▶ _What is being asked_
Nothing in the data may be changed; retype all of it.

▶ _Records_
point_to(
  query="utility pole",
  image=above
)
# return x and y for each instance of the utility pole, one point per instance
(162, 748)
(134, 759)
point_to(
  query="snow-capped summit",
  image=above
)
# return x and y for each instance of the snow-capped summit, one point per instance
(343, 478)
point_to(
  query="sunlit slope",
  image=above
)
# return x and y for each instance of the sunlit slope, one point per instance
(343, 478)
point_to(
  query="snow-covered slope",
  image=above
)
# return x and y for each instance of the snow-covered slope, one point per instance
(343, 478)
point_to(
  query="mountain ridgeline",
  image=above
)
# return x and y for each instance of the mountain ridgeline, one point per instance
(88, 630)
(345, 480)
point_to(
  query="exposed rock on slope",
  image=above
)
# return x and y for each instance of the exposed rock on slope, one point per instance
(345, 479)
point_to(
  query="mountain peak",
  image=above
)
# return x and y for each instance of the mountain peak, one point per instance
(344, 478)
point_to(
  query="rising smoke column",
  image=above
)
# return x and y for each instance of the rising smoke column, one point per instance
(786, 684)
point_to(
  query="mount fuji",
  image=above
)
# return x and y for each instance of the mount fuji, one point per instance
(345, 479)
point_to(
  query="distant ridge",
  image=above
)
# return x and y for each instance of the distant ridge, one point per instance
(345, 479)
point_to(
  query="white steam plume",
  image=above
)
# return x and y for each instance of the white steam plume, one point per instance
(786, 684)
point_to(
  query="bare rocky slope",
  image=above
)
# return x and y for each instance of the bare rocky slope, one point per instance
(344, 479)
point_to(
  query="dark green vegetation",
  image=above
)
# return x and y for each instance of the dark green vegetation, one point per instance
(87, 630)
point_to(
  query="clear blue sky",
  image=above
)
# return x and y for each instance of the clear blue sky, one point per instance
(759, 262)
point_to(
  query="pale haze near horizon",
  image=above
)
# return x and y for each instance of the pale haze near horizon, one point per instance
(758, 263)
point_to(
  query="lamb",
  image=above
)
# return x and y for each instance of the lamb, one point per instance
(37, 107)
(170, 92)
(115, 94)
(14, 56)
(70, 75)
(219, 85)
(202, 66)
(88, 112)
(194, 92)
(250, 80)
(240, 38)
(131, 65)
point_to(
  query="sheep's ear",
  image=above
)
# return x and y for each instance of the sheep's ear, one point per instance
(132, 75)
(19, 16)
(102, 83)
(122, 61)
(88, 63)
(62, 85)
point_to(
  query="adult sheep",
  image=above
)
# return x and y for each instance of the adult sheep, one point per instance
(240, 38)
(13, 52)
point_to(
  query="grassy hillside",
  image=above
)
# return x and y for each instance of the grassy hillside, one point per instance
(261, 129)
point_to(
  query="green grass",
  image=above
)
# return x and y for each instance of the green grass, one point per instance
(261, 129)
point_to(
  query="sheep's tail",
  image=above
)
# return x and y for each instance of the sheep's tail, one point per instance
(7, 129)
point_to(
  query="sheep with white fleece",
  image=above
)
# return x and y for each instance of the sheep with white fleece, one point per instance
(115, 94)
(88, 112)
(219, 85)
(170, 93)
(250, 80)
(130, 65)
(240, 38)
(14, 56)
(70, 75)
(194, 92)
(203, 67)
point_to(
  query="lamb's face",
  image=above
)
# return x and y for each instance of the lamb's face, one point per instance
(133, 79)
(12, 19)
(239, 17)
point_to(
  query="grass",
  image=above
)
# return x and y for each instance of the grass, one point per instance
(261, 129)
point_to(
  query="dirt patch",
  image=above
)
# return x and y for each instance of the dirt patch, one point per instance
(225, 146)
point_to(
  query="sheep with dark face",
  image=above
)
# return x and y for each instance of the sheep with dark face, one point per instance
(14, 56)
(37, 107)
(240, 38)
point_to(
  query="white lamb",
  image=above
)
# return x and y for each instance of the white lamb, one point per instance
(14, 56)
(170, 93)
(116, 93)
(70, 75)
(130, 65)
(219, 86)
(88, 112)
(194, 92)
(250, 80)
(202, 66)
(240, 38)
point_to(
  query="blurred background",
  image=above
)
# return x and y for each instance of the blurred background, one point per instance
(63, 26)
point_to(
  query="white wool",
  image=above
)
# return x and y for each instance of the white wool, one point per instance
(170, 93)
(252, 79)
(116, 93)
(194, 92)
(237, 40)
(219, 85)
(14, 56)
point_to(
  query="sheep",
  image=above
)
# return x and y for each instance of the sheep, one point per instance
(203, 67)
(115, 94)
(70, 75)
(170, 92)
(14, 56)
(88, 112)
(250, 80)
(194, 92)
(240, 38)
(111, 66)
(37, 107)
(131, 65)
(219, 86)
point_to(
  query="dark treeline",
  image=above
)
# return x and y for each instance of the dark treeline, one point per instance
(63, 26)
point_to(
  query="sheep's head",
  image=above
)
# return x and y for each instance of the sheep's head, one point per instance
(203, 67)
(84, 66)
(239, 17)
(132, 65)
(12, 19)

▶ _Output of the exercise_
point_to(
  query="utility pole",
  image=above
)
# return x and y for each instance of the utility pole, one point per instance
(162, 748)
(134, 759)
point_to(
  query="snow-capped summit",
  image=above
)
# return x and y for each instance of the snow-capped summit, one point per instance
(343, 478)
point_to(
  query="sunlit slope",
  image=above
)
# return x and y for each instance of the sunlit slope, one point per instance
(343, 478)
point_to(
  query="snow-covered slope",
  image=above
)
# return x and y for each instance of the snow-covered slope, one point per instance
(343, 478)
point_to(
  query="mountain ridgeline",
  image=above
)
# return x and y for each instance of the mountain ridgeline, one point per instance
(88, 630)
(345, 480)
point_to(
  query="exposed rock on slope",
  image=above
)
# return x and y for each instance of the exposed rock on slope, one point per instance
(345, 479)
point_to(
  query="mountain peak",
  image=above
)
# return x and y for each instance of the mountain peak, one point per instance
(344, 478)
point_to(
  query="rising smoke column",
  image=above
)
# return x and y for each instance of the rising smoke column, one point per instance
(786, 684)
point_to(
  query="mount fuji",
  image=above
)
# return x and y for each instance of the mount fuji, one point per instance
(345, 479)
point_to(
  query="distant ridge",
  image=above
)
# return x and y for each instance of the distant ridge, one point per instance
(345, 479)
point_to(
  query="white steam plume",
  image=above
)
# return x and y for each instance of the white steam plume, one point per instance
(786, 684)
point_to(
  query="bare rocky slope",
  image=above
)
# return x and y for each instance of the bare rocky slope, one point per instance
(344, 479)
point_to(
  query="dark green vegetation",
  image=above
)
# return x and y for each instance of the dark green vegetation, one point per instance
(87, 630)
point_to(
  query="clear blue sky",
  image=above
)
# return x and y for each instance of the clear blue sky, one point per instance
(759, 262)
point_to(
  query="pale haze near horizon",
  image=above
)
# return x and y for each instance of the pale haze near horizon, one point per instance
(758, 263)
point_to(
  query="lamb",
  image=above
)
# return x and y for each instance of the lamb, one point per instance
(37, 107)
(170, 92)
(115, 94)
(14, 56)
(70, 75)
(219, 85)
(202, 66)
(88, 112)
(194, 92)
(250, 80)
(240, 38)
(131, 65)
point_to(
  query="sheep's ear",
  image=above
)
# return x and y for each instance of the sheep's ear, one point per instance
(132, 75)
(19, 16)
(102, 83)
(122, 61)
(88, 63)
(62, 85)
point_to(
  query="adult sheep",
  image=above
)
# return x and y for each instance of the adult sheep, one point per instance
(240, 38)
(13, 52)
point_to(
  query="grassy hillside",
  image=above
)
# return x and y for each instance of the grassy hillside, one point per instance
(261, 129)
point_to(
  query="green grass",
  image=above
)
# return x and y for each instance of the green grass, one point per instance
(261, 129)
point_to(
  query="sheep's tail",
  image=above
)
# return x and y for each instance of the sheep's tail, one point per instance
(7, 129)
point_to(
  query="sheep with white fleece",
  image=above
)
# return x and y for each instance of the sheep with white fleece, one point per instance
(115, 94)
(88, 112)
(219, 85)
(170, 93)
(250, 80)
(130, 65)
(240, 38)
(14, 56)
(70, 75)
(194, 92)
(203, 67)
point_to(
  query="lamb's face",
  image=above
)
# return x and y for each instance of the lamb's face, one point per instance
(133, 79)
(12, 19)
(239, 17)
point_to(
  query="grass",
  image=above
)
# return x and y for each instance of the grass, one point per instance
(261, 129)
point_to(
  query="dirt patch",
  image=above
)
# return x and y for each instance of the dirt patch, one point per instance
(225, 146)
point_to(
  query="sheep with dark face",
  image=above
)
# return x and y for each instance of the sheep with dark face, one point per instance
(14, 56)
(37, 107)
(240, 38)
point_to(
  query="white lamb",
  image=above
)
# return x and y for each instance of the white lamb, one point per instance
(14, 56)
(170, 93)
(116, 93)
(70, 75)
(130, 65)
(219, 86)
(88, 112)
(194, 92)
(250, 80)
(202, 66)
(240, 38)
point_to(
  query="blurred background",
  image=above
)
# return x and y for each instance of the blurred background, one point per instance
(63, 26)
point_to(
  query="white wool",
  image=above
)
# return x and y for each instance of the white wool, one point per instance
(170, 93)
(252, 79)
(116, 93)
(194, 92)
(237, 40)
(219, 85)
(14, 56)
point_to(
  query="sheep",
  image=above
)
# return x and y for each instance of the sheep, one point per instance
(203, 67)
(115, 94)
(70, 75)
(170, 92)
(14, 56)
(88, 112)
(250, 80)
(194, 92)
(240, 38)
(111, 66)
(37, 107)
(131, 65)
(219, 86)
point_to(
  query="dark treeline",
  image=above
)
# return x and y for each instance of the dark treeline, one point per instance
(63, 26)
point_to(
  query="sheep's head",
  image=above
)
# return x and y for each instance of the sheep's head, one point per instance
(203, 67)
(84, 66)
(239, 17)
(132, 65)
(12, 19)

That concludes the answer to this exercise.